[GIVEN DATA]
-- start --
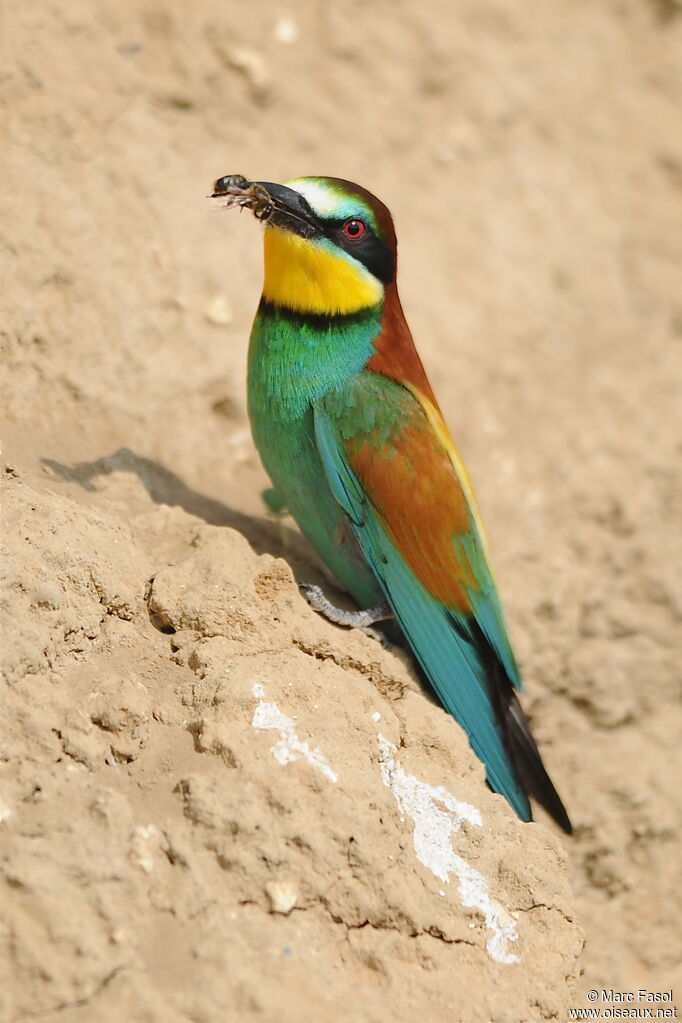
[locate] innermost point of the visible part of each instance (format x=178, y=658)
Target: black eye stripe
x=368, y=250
-- end --
-- start --
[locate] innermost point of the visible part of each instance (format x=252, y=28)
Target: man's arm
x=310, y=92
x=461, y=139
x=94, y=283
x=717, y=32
-- end --
-- start --
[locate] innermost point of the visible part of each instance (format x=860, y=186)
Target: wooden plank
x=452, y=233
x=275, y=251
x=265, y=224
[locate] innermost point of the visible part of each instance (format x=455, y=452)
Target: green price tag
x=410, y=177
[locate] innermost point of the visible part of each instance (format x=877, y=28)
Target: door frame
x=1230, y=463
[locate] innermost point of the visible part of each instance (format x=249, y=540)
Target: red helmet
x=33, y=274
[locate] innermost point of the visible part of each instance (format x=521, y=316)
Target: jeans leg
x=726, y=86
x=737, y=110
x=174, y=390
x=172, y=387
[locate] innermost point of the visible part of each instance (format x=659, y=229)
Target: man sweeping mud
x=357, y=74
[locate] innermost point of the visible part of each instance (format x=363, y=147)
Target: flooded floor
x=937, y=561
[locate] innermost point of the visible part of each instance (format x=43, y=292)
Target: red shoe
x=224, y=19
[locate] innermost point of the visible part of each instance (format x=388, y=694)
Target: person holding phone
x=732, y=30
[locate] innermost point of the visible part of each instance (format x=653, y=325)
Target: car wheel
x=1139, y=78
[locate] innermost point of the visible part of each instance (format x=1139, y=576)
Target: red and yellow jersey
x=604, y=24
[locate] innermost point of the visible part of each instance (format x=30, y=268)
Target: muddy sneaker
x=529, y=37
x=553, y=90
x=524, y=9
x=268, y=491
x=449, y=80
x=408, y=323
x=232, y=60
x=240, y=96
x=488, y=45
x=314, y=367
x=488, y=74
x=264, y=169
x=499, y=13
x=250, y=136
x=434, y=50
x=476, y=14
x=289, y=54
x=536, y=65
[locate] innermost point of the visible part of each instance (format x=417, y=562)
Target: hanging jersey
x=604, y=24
-- end --
Please give only the records starting with the line with "(format x=178, y=658)" and going on through the line with "x=368, y=250", switching "black" to "white" and leaving everything else unchanged.

[EXPECTED ANSWER]
[locate] innermost point of the visible part of each instance (format x=178, y=658)
Target: white eye stripe
x=368, y=250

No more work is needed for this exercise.